◆ **Aim of the task**
Your task is to output, without alteration, each line from the one containing "of the tattooed" through the final line of the records below.

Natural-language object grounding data
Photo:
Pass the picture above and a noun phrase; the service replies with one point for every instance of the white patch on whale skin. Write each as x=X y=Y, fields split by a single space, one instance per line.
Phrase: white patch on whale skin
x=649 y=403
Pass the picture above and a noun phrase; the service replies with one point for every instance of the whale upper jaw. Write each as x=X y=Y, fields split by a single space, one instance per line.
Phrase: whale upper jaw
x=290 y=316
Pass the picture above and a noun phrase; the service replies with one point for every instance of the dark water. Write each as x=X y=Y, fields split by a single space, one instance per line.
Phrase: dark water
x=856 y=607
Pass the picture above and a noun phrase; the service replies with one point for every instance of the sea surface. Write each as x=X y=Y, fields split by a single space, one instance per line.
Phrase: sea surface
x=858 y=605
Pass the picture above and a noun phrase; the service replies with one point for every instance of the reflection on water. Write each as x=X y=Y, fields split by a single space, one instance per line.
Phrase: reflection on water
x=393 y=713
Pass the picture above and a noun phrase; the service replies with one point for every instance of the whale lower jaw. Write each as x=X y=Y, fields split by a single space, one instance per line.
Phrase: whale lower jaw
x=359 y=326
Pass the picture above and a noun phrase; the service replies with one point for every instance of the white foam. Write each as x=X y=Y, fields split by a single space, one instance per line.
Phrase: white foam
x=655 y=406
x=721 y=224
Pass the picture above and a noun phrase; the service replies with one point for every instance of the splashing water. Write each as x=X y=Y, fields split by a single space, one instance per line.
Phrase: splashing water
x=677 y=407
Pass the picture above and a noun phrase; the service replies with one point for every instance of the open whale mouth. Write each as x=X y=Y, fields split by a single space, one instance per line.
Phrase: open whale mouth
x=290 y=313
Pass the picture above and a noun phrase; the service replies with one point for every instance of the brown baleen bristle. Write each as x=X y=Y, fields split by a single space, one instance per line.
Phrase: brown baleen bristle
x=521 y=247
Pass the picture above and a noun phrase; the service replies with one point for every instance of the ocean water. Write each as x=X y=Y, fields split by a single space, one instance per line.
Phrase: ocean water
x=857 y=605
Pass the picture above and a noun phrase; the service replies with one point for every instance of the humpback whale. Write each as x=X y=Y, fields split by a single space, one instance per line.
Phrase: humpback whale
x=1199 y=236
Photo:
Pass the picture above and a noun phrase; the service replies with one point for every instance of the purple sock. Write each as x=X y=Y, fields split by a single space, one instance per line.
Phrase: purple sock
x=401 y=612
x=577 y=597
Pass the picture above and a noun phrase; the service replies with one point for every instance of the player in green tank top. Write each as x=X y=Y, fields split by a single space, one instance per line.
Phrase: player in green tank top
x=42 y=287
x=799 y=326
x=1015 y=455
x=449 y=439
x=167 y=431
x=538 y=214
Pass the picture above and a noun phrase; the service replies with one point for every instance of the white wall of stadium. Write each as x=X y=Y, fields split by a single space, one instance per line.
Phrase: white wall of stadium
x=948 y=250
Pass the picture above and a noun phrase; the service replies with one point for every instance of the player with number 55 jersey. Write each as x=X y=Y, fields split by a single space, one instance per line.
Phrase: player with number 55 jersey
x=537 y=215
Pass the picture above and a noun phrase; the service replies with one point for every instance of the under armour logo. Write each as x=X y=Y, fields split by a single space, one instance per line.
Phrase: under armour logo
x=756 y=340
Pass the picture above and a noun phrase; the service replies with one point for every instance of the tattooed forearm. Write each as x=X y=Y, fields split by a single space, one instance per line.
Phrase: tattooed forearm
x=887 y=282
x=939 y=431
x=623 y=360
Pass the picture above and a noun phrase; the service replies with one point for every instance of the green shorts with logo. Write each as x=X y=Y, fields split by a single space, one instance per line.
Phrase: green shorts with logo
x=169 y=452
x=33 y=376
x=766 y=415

◆ **Result below**
Pass the picture above and a noun phrase; the service replies with one point for every instance of the tattooed forearm. Write each as x=X y=Y, fields split by a single space, one instance per line.
Phrase: tattooed forearm
x=887 y=282
x=939 y=431
x=623 y=360
Pass the picture above and a noun phrase; the service replies with one point for every instance of the green shorts with logo. Write each as x=X y=Y, fields split by a single space, one instance per line.
Phrase: green shorts with logo
x=169 y=452
x=33 y=376
x=766 y=415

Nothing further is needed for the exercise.